The Ontario Court of Appeal made a landmark ruling that frees the news media to publish contentious allegations that benefit the public interest.

In a 3-0 ruling, the court yesterday said that it is high time for Canada to join other Commonwealth countries in recognizing that an indivudual's reputation cannot trump the public right to know - provided journalism is practised responsibly.

"The defence rests upon the broad principle that where a media defendant can show that it acted in accordance with the standards of responsible journalism in publishing a story that the public was entitled to hear, it has a defence even if it got some of its facts wrong," Mr Justice Robert Sharpe said.

The test case involved an Ontario Provincial Police officer, Danno Cusson, whose exploits in New York on the day of the Sept. 11, 2001, attacks were held up to question by The Ottawa Citizen in an article that suggested Constable Cusson acted as an unauthorized "renegade" rather than heroic figure.

Several media lawyers urged the court to create a public-interest defence that would bring an end to a chronic newsroom apprehension that has killed many a potentially important article over the years.

'Threat of litigation discourages free and open debate'

"This is a very important decision in terms of getting facts to the public," said Globe and Mail lawyer Peter Jacobsen, who helped argue the case.

He said that the decision ranks alongside a major freedom of expression case known as Dagenais, which established the importance of press freedom under the Charter of Rights and Freedoms. "This is going to allow editors to be much more confident that, once they have jumped through all the hoops, they can publish," Mr. Jacobsen said.

GIVEN DATA.

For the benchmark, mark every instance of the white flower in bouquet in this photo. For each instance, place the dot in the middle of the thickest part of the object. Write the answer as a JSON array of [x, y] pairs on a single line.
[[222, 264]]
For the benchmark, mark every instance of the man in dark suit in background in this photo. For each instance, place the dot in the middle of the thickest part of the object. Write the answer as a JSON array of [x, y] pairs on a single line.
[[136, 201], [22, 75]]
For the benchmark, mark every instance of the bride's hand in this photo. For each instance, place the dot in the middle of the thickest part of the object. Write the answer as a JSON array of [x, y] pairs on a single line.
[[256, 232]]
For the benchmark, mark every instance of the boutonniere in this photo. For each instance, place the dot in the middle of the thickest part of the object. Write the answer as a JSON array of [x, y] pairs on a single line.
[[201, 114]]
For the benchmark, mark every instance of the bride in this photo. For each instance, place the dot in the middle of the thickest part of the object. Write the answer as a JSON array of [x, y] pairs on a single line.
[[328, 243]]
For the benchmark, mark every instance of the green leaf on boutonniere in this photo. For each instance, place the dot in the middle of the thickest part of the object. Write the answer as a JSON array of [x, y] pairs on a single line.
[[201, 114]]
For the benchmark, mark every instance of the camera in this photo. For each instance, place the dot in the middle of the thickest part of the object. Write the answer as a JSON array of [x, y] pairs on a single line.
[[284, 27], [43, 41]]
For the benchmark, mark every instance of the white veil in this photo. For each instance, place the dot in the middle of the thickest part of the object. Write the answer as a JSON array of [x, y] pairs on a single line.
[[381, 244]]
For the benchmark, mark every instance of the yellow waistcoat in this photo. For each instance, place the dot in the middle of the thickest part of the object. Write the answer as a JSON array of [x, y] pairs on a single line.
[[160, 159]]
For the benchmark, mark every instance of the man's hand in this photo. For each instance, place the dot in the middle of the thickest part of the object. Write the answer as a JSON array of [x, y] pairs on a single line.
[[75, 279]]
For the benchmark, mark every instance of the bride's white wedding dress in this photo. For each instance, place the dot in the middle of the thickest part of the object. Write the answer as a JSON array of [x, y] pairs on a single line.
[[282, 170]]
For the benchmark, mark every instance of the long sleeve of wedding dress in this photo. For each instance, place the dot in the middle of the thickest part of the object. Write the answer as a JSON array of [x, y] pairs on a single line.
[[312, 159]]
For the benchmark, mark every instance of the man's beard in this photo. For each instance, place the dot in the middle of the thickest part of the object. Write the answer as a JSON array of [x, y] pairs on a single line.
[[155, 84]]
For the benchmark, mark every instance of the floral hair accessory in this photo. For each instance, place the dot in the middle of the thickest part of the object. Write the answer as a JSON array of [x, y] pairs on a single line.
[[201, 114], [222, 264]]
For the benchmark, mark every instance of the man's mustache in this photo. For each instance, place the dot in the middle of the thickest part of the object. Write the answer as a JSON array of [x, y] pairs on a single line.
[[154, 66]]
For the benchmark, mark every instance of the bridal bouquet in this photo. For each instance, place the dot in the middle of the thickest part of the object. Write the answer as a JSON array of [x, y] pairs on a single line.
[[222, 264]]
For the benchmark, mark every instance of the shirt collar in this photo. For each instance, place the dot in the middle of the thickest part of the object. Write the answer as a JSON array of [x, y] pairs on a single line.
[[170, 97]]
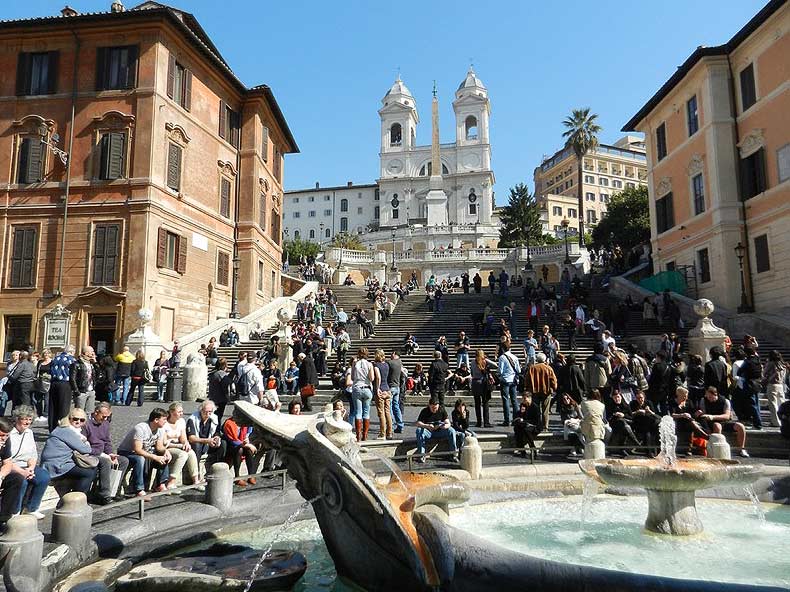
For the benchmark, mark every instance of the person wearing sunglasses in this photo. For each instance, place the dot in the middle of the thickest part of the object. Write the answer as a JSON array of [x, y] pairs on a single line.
[[11, 480], [58, 455]]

GOAL.
Name every person in the court ruling article who is given both a first and a last name, and add the title or role the article attaches to each.

EXERCISE ANSWER.
- Robert Sharpe: Mr Justice
- Danno Cusson: Ontario Provincial Police officer (Constable)
- Peter Jacobsen: Globe and Mail lawyer